READING TEXT -

The sooner you accept that your kids are not going invite you to pick them up from the school dance from the front of the venue or come running to you for your opinion on the new Kaiser Chiefs album the better. Acceptance is key.
Be yourself. Children, teenagers in particular, have radars that can spot an adult trying too hard from at least a 15 mile radius. Some aspects of your personality they won't yet understand and thus may find them nauseating, but they will grow up to appreciate them one day. Just wait.
Here are some of the most common situations that breed embarrassment as well as some things parents do that you think are for the best (bless you) but really make your child want to make like an American and file for divorce.
Try, or should we say always, ask them exactly what they want for any traditional present-purchasing occasion. Being a fan of The Black Eye Peas does not warrant a gift of the Now 78 you found in Help The Aged. Clothes are another danger zone. Buying vouchers for Top Shop is a much safer option than three woolly jumpers from Peacocks. And shoes? Forget it.
Parents also seem to have the bright idea of buying things that they need rather than want. If they need a new pack of pants, buy them on a separate occasion rather than forcing them to use their amateur dramatic skills to evoke the expression of excitement when they open a elaborately-packaged PSP-shaped box.
We all know that you know more about them than they are aware of so if you "overheard" a telephone conversation about Kelly "lipsing*" Mike behind the bike sheds it's wise to not repeat this information to Mike when he pops over for tea.
Keep quick conversations in the hall brief, polite and un-interrogative. The truth is your child's companion really won't mind in-depth conversation about who you think the next Prime Minister will be but your kid will.

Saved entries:
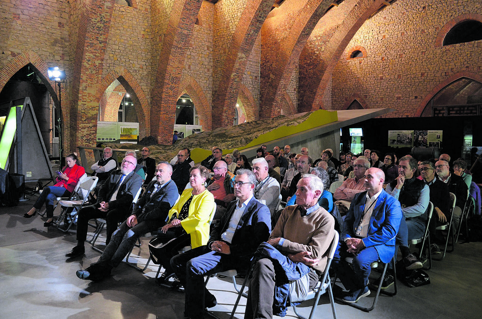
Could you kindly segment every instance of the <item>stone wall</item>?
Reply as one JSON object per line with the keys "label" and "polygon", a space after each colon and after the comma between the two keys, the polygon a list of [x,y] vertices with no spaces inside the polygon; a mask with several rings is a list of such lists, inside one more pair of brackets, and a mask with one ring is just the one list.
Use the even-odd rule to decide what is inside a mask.
{"label": "stone wall", "polygon": [[[359,96],[366,107],[391,107],[385,116],[415,116],[438,85],[458,73],[482,75],[482,40],[438,47],[441,29],[461,14],[482,14],[478,0],[398,1],[367,20],[347,46],[333,75],[333,107]],[[348,59],[354,48],[366,56]],[[447,83],[448,84],[448,83]]]}

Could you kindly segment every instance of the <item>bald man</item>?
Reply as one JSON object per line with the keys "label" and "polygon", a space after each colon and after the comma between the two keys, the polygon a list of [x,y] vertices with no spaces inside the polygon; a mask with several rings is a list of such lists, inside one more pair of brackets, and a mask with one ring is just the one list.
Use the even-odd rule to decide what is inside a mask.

TASKS TO COMPLETE -
1. In the parenting advice text, what gift is described as a much safer option than three woolly jumpers from Peacocks?
2. Continue the parenting advice text from where it stops.

LIST OF ANSWERS -
1. Vouchers for Top Shop.

2.
Shows of affection, pet names and licking your finger and rubbing toothpaste residue off their cheek, are also no-goes when you have the pleasure of their pal's company.
If you have warning of a rendezvous, a quick scour for underwear drying on the banister and prevention of unexpected nudity from the other residents of your household will be appreciated. This also means locking the bathroom door when occupying this potential mine field of explosive embarrassment.
You are of two totally different generations and this must be appreciated. Discovering fashion plays a big part of growing up which they will discover in their own time. When they start emerging from their room looking like an extra from a hip-hop video, contain your disparagement and let them get on with it. Remember the time you went back and put on an extra pair of socks when your parents told you to? No? Exactly.
Now we wouldn't want to hinder your own freedom of expression but when attending Parents Evening think twice before; a) wearing anything you would class as "vibrant", b) anything borrowed from your child's wardrobe.
On the occasions where your children manage to muster something other than a grunt, listen and absorb what they say. Don't nit-pick inaccuracies and make corrections in the company of others, this only undermines them.
Allow them to finish what they say and get to the bottom of what they mean. Butting-in is rude when talking to adults and is additionally demeaning when done to children.